[QUOTED PASSAGE]
(begin)

From Casetext: Smarter Legal Research

Schmidt v. Transp. Ind.

United States District Court, District of New Mexico
May 14, 2024
24-cv-360-WJ-JFR (D.N.M. May. 14, 2024)

Opinion

24-cv-360-WJ-JFR

05-14-2024

D. MARIA SCHMIDT, as Personal Representative of the Wrongful Death Estates of CHAD TYLER GUNTER, deceased, and BRAD ANTHONY GUNTER, deceased, ROBERT P. GUNTER, BUNTY GUNTER, VERONICA GUNTER, Individually and as Parent and Next Friend of JOHN DOE 1, a minor, and JOHN DOE 2, a minor, Plaintiffs, v. TRANSPORT INDIANA LLC (d/b/a INDIANA TRANSPORT), MICKEY WALKER, and NEW MEXICO DEPARTMENT OF TRANSPORTATION, Defendants.[1]


MEMORANDUM OPINION AND ORDER GRANTING PLAINTIFFS' MOTION TO REMAND

WILLIAM P. JOHNSON, CHIEF UNITED STATES DISTRICT JUDGE

THIS MATTER comes before the Court upon Plaintiffs' Motion to Remand (Doc. 7). In their filing, Plaintiffs request that the Court return the case to First Judicial District Court, County of Santa Fe, State of New Mexico. Defendant Walker timely opposed the Motion (Doc. 14). Having reviewed the parties' briefings and the applicable law, the Court finds Plaintiffs' Motion is well-taken and, therefore, GRANTS the Motion to Remand.

BACKGROUND

Plaintiffs filed their Complaint (Doc. 1-1) in New Mexico state court on January 30, 2024, alleging various state law claims in a wrongful death suit.

(end)

[GOAL A] Reproduce the stretch of the opinion from "THIS MATTER comes" through "wrongful death suit.", keeping every word and punctuation mark unchanged.

[EXERCISE MATERIAL]
(begin)

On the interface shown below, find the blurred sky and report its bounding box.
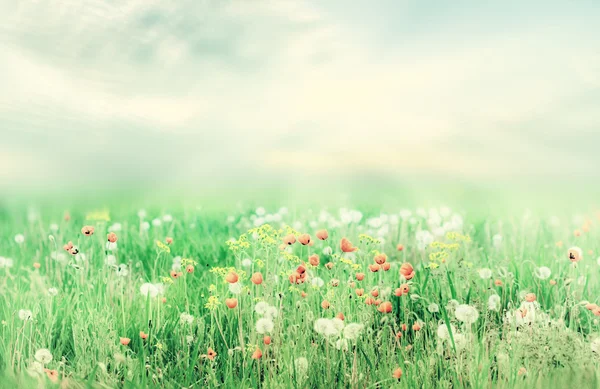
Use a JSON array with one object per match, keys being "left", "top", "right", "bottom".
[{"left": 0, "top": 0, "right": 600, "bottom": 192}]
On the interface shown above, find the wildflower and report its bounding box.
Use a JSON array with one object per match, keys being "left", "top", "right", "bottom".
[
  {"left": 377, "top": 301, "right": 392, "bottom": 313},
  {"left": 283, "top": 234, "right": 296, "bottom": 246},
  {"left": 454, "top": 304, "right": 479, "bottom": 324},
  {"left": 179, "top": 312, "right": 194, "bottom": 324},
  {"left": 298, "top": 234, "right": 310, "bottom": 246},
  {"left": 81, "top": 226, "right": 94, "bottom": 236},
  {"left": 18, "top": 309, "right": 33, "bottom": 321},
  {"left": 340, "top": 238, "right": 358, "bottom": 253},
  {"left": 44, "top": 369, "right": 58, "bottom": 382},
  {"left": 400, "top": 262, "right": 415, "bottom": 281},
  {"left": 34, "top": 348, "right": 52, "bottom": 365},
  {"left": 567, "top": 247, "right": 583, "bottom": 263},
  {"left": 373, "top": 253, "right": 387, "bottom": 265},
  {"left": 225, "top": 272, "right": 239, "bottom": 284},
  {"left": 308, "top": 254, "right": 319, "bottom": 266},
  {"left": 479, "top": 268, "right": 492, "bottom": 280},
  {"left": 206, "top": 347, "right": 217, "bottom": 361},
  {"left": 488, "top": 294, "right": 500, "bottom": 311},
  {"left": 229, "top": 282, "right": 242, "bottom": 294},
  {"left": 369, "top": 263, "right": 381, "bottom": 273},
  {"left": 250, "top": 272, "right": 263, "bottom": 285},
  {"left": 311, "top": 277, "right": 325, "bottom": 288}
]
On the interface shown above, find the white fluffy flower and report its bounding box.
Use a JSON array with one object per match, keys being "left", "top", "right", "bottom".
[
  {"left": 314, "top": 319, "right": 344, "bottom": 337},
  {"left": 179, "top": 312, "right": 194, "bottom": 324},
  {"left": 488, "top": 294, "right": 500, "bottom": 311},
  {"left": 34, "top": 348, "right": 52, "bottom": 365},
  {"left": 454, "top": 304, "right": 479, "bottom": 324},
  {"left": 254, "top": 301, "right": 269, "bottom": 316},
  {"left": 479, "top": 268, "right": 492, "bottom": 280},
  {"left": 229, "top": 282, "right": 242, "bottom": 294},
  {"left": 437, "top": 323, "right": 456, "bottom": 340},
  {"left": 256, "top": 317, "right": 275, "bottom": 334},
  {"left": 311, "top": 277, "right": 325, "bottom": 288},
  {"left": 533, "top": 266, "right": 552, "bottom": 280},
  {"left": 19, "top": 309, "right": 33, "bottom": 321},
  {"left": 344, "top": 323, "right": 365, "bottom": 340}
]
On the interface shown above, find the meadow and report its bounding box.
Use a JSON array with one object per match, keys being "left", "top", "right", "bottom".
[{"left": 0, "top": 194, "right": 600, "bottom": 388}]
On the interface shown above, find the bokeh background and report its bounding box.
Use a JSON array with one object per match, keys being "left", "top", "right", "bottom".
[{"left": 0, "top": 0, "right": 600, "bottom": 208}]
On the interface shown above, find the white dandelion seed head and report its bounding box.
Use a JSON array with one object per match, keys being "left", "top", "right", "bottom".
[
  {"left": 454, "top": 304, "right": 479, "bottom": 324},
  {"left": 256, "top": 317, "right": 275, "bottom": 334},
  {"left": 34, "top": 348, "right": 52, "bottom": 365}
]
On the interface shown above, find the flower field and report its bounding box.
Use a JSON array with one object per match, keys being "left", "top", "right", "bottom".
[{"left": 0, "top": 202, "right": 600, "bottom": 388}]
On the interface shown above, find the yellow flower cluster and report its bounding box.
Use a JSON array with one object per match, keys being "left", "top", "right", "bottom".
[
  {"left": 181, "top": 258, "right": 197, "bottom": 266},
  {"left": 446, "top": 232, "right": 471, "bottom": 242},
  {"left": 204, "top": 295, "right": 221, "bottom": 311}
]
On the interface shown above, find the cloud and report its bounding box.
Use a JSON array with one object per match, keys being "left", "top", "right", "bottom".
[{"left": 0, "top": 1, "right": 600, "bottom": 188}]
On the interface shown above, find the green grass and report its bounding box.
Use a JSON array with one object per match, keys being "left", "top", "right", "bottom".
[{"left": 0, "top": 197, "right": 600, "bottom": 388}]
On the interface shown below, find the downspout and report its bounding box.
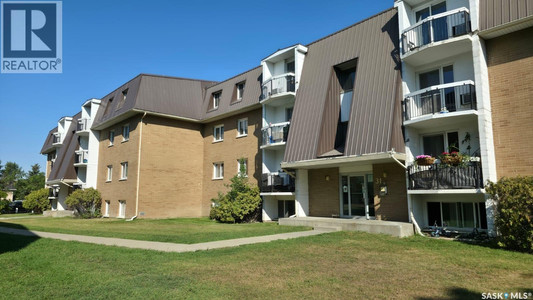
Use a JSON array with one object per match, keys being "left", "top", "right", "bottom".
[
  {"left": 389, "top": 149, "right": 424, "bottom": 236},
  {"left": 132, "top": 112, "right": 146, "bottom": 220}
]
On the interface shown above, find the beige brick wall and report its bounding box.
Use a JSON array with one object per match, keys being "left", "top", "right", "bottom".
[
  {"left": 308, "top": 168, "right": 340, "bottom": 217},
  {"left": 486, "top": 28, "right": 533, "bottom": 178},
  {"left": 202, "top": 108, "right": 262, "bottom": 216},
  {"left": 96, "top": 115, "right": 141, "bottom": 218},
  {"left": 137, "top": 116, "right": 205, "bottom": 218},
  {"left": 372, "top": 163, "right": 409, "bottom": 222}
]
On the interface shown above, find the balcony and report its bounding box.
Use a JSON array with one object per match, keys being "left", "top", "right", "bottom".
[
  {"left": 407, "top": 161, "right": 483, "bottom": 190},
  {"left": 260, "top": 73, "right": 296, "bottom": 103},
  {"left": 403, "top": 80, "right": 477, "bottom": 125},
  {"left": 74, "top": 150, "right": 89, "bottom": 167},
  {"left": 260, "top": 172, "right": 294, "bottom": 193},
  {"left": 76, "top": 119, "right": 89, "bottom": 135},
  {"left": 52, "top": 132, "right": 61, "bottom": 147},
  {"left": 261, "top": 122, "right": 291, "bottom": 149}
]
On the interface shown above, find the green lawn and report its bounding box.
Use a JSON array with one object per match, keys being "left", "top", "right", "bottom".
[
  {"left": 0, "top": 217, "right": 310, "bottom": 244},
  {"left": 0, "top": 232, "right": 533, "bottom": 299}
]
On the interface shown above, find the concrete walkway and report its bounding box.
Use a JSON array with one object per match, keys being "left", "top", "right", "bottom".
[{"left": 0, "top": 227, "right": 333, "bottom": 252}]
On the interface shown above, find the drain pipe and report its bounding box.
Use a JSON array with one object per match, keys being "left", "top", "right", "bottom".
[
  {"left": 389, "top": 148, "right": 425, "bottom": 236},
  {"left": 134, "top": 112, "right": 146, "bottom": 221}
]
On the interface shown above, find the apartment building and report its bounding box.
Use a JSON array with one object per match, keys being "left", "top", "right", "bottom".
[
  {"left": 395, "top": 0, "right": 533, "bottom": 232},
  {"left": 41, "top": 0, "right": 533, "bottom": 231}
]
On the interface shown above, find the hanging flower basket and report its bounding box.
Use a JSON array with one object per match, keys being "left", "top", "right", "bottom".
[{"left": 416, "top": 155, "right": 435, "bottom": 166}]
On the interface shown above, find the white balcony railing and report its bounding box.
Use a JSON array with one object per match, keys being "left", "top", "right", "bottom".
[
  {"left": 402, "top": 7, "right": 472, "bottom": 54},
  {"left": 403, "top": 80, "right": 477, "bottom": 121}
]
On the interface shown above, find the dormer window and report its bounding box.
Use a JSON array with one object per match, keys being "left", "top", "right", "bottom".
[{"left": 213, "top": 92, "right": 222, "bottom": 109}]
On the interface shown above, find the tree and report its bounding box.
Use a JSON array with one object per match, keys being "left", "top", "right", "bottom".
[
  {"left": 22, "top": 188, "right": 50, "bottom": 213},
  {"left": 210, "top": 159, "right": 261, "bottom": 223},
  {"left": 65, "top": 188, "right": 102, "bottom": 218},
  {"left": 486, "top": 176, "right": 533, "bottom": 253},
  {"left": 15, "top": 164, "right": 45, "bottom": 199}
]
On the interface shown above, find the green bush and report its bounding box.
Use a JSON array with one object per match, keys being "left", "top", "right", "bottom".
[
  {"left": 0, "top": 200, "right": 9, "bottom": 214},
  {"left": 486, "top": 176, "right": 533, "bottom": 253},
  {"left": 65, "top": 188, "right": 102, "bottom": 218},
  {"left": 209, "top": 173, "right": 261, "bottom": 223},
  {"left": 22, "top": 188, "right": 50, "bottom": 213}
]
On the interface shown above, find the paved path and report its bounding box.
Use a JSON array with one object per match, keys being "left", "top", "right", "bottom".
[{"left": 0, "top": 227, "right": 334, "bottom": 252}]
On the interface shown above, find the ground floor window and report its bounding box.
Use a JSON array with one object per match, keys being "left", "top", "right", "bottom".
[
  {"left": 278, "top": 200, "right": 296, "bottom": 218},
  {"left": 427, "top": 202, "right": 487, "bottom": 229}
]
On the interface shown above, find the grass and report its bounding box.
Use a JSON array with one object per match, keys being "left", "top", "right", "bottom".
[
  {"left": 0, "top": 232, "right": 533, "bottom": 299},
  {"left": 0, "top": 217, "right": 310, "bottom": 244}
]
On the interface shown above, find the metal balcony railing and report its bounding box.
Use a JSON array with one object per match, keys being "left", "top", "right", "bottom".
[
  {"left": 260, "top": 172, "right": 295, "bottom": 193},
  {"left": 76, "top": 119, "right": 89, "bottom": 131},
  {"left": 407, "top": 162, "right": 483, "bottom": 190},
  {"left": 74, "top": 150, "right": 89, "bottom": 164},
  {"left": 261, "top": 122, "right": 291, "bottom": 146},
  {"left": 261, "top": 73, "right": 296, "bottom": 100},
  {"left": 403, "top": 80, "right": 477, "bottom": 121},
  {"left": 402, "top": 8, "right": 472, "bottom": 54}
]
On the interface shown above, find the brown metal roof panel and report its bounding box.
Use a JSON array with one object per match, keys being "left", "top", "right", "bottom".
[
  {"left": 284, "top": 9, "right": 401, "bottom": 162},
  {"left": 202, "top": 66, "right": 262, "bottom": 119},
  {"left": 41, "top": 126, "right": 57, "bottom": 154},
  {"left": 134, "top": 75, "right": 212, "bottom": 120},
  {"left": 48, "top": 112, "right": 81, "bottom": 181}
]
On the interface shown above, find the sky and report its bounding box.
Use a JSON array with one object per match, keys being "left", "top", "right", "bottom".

(end)
(begin)

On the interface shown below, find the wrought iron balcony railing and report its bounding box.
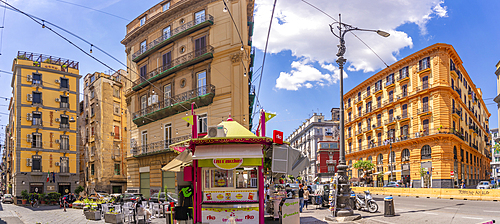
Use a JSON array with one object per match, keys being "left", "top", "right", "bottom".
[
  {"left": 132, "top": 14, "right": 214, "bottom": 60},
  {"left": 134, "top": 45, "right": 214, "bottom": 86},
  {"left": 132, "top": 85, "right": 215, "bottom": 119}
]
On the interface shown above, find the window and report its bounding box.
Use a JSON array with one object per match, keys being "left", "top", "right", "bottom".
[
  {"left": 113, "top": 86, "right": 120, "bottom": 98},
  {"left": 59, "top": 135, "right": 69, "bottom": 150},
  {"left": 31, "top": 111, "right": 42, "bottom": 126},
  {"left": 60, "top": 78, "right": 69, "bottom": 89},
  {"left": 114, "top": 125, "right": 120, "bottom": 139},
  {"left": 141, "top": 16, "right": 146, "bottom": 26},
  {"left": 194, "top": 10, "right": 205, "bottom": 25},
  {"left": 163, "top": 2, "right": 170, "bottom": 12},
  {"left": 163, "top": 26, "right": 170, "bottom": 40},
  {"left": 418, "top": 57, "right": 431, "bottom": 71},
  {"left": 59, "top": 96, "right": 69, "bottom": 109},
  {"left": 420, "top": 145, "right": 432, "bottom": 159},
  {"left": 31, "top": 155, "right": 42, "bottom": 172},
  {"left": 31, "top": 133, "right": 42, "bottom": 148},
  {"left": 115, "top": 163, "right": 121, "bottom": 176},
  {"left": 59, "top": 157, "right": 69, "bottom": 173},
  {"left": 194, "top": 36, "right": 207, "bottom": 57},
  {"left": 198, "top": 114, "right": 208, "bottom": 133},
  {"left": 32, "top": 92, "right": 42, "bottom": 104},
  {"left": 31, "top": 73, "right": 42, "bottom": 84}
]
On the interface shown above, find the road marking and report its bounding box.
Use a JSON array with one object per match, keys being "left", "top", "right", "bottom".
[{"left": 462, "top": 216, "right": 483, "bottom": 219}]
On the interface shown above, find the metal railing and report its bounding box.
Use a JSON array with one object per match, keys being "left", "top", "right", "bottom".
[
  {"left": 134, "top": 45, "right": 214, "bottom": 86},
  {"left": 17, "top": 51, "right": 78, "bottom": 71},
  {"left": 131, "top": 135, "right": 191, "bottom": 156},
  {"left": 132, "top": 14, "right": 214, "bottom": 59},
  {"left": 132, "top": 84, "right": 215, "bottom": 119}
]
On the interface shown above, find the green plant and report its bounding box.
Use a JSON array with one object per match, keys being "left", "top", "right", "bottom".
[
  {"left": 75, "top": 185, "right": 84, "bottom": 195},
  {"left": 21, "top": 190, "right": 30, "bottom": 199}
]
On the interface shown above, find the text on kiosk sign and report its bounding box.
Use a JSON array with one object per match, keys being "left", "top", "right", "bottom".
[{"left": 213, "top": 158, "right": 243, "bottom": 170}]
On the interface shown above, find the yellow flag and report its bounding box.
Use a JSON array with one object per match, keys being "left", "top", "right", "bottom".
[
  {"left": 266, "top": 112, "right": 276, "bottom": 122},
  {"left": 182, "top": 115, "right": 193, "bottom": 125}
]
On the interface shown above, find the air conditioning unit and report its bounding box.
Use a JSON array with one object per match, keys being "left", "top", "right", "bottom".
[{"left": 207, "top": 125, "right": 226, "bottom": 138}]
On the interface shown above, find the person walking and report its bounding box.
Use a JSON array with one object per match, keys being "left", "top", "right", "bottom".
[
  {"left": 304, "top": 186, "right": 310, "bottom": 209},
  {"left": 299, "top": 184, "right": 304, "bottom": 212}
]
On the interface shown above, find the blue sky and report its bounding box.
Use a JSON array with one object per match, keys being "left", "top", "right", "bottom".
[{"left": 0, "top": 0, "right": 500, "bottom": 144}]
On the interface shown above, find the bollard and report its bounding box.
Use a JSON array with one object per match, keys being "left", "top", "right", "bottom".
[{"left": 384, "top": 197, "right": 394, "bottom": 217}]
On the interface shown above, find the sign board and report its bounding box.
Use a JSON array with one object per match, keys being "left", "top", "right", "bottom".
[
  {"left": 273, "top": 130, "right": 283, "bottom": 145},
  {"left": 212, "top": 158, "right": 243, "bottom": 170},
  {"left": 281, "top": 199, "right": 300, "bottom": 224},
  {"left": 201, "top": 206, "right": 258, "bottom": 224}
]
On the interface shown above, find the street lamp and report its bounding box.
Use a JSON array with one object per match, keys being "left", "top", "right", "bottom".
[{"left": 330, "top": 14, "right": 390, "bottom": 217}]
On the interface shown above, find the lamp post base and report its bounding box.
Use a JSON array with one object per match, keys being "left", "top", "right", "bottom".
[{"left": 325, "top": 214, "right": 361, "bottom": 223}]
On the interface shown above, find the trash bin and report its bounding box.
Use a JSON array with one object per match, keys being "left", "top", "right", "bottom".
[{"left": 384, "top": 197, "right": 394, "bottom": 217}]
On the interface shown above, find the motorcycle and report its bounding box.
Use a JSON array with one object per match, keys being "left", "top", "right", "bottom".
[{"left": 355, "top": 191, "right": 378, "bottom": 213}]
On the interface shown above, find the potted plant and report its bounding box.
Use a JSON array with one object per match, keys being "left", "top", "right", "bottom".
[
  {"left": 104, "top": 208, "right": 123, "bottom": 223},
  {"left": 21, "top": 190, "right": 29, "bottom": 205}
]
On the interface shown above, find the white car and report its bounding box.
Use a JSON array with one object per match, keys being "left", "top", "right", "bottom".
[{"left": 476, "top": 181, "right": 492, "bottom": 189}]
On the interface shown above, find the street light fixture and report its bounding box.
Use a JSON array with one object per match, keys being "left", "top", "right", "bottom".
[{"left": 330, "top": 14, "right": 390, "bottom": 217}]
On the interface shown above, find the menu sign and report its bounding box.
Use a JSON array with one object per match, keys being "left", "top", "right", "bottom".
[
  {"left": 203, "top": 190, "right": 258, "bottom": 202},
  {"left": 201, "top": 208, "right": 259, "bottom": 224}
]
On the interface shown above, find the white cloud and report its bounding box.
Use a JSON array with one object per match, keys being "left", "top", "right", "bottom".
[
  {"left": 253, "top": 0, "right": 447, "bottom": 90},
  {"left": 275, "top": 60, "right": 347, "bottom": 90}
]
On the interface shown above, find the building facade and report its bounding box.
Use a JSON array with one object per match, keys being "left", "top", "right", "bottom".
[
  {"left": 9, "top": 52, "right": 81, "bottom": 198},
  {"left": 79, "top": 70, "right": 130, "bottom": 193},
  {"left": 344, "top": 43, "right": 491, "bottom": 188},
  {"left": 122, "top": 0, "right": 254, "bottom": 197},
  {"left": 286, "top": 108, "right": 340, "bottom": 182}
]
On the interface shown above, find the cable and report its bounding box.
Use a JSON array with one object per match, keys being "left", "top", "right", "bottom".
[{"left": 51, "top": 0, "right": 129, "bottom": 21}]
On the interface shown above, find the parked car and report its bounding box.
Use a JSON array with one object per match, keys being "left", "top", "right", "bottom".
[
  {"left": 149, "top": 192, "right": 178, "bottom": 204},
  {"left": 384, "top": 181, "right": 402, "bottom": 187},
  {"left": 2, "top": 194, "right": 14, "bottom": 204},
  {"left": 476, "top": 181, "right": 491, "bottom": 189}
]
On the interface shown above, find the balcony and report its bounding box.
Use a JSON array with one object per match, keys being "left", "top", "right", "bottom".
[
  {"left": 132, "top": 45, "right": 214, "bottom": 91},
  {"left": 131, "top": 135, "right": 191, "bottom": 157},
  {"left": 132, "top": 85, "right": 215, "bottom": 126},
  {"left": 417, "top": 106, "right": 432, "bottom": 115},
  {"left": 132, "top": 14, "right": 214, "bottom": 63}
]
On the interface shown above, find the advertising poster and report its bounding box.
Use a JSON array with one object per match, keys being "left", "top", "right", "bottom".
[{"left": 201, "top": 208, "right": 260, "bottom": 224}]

(end)
(begin)

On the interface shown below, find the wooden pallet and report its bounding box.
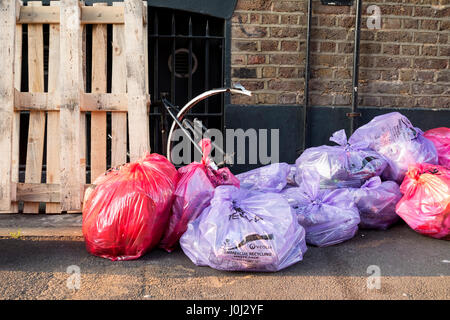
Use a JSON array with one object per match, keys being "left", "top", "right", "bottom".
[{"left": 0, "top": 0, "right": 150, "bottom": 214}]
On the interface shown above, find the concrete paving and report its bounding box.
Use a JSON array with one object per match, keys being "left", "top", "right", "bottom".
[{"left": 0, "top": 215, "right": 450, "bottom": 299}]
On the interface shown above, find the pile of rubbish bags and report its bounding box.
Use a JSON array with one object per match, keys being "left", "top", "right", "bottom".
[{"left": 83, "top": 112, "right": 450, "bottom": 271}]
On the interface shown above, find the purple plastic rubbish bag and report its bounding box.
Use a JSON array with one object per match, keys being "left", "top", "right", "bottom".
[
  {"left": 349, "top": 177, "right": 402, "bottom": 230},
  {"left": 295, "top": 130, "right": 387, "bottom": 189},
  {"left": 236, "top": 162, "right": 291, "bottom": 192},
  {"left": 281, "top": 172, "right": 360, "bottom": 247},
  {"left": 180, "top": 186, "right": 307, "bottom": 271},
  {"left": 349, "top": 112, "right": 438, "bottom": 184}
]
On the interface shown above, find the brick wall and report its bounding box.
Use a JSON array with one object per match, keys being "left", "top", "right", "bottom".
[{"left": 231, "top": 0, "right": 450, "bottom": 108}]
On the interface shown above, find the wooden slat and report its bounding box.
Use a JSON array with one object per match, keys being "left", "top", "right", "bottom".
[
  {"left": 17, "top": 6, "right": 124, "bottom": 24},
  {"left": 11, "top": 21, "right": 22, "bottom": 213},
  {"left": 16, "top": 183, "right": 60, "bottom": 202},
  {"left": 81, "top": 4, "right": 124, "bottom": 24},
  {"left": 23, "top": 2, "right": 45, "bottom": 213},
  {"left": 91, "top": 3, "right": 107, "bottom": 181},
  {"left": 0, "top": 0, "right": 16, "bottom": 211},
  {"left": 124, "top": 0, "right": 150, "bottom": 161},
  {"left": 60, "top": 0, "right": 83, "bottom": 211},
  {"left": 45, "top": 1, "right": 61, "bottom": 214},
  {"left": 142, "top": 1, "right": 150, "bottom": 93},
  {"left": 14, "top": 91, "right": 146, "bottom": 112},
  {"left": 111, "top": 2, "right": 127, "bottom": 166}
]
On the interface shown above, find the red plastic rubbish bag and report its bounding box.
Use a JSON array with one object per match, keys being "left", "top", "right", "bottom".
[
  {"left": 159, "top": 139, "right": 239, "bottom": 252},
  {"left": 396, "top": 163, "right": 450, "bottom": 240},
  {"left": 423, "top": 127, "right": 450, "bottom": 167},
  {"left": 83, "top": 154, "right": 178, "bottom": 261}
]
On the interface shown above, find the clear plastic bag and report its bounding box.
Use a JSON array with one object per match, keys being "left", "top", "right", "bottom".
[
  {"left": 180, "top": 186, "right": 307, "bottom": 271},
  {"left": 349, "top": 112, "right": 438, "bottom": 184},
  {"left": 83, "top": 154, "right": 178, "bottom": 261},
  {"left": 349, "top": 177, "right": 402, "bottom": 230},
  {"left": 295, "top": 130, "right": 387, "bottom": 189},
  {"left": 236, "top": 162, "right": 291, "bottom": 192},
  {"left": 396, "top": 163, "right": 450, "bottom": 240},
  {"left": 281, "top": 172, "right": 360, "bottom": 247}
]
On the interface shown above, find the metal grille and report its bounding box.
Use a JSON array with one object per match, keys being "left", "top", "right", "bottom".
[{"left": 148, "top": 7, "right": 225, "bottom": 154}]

(end)

[GOAL B] List each line of the records above that contains the string "green", treating case as significant.

[FULL SOLUTION A]
THIS MATTER comes before the Court upon Plaintiffs' Motion to Remand (Doc. 7). In their filing, Plaintiffs request that the Court return the case to First Judicial District Court, County of Santa Fe, State of New Mexico. Defendant Walker timely opposed the Motion (Doc. 14). Having reviewed the parties' briefings and the applicable law, the Court finds Plaintiffs' Motion is well-taken and, therefore, GRANTS the Motion to Remand.

BACKGROUND

Plaintiffs filed their Complaint (Doc. 1-1) in New Mexico state court on January 30, 2024, alleging various state law claims in a wrongful death suit.

[FULL SOLUTION B]
On the interface shown above, find the green grass and report its bounding box.
On the interface shown above, find the green lawn and report its bounding box.
On the interface shown above, find the green bush and report its bounding box.
On the interface shown above, find the green plant and report its bounding box.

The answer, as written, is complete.